Monday 15 December 2008

Lord Lamont ... er ... rocks

An earlier Badger was on Channel 4 News this evening (feel free to hunt for a clip here) in a head-to-head with Will "Nobody Know What My Qualifications Are. Because I Don't have Any" Hutton* and some banking PR guy from HSBC on the topic of whether we should join the Euro.

Having spent the last sixteen years ruing the fact that he happened to be Chancellor of The Exchequer on White Wednesday, Lord Lamont politely let Will "Nobody Knows [etc]" Hutton ramble on for a bit, and then hit back with the following simple points, IIRC:

1. What makes you think they'd have us? For example, UK public borrowing is far in excess of the three per cent of GDP upper limit seen as a precondition for Euro-membership (altho' they waive this for France on regular occasions, of course).

2. What makes you think they'd have us at this particular rate?

3. The fact that the GBP/EUR exchange rate is fast approaching parity is a numerical quirk and irrelevant in the grander scheme of things.

RECORDS
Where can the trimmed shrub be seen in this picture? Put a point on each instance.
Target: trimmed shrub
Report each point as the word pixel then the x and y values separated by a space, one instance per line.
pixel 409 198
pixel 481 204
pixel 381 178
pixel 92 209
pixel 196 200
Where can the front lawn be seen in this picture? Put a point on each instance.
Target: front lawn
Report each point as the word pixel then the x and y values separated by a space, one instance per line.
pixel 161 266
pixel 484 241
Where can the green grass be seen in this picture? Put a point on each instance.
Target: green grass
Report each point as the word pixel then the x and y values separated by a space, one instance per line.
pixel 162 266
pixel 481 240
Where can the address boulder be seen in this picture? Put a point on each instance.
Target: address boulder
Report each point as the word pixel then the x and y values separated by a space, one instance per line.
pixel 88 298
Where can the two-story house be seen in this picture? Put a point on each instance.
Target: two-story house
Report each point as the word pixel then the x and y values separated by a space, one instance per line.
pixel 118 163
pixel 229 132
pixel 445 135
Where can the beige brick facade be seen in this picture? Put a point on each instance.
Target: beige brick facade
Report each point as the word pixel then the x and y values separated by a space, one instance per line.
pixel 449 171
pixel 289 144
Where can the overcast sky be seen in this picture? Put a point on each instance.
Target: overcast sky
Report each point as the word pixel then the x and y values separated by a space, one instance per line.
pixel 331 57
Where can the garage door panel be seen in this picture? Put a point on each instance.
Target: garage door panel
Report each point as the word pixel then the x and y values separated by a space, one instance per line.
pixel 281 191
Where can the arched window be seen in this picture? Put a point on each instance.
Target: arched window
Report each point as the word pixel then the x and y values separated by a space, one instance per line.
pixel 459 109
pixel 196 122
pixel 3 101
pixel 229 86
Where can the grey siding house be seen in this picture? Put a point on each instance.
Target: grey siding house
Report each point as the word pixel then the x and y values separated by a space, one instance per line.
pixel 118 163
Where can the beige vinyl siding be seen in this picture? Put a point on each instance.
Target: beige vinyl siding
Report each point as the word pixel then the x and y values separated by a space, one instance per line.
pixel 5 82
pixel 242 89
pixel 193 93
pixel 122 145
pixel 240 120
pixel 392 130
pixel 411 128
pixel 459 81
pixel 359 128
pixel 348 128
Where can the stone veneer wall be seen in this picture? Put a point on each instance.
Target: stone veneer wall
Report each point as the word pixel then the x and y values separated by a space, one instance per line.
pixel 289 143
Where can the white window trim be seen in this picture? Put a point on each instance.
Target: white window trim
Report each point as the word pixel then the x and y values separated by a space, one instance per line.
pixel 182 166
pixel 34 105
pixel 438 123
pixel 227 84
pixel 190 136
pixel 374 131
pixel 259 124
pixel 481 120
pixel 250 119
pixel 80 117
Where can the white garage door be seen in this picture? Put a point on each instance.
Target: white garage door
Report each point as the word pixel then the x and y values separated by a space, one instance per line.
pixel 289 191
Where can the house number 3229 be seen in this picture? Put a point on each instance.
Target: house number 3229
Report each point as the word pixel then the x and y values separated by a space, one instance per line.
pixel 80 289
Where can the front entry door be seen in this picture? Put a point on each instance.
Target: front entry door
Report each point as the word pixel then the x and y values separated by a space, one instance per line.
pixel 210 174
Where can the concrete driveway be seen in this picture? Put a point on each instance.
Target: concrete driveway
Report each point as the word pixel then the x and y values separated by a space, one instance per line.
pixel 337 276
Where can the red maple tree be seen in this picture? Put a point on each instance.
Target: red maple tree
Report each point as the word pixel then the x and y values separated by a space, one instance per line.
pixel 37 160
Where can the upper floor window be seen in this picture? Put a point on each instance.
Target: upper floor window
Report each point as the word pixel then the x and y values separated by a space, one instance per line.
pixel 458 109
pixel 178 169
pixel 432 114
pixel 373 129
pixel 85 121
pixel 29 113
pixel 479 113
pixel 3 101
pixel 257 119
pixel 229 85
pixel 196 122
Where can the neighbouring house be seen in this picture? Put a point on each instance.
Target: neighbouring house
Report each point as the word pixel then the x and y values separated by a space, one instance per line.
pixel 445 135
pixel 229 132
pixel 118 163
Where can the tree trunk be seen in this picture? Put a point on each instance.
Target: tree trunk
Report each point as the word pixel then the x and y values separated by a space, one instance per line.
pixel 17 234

WHAT TO WORK ON
From the post about Lord Lamont and the Euro, reproduce everything from "Lord Lamont ..." down to "occasions, of course).", word for word.

TASK ANSWER
Lord Lamont ... er ... rocks

An earlier Badger was on Channel 4 News this evening (feel free to hunt for a clip here) in a head-to-head with Will "Nobody Know What My Qualifications Are. Because I Don't have Any" Hutton* and some banking PR guy from HSBC on the topic of whether we should join the Euro.

Having spent the last sixteen years ruing the fact that he happened to be Chancellor of The Exchequer on White Wednesday, Lord Lamont politely let Will "Nobody Knows [etc]" Hutton ramble on for a bit, and then hit back with the following simple points, IIRC:

1. What makes you think they'd have us? For example, UK public borrowing is far in excess of the three per cent of GDP upper limit seen as a precondition for Euro-membership (altho' they waive this for France on regular occasions, of course).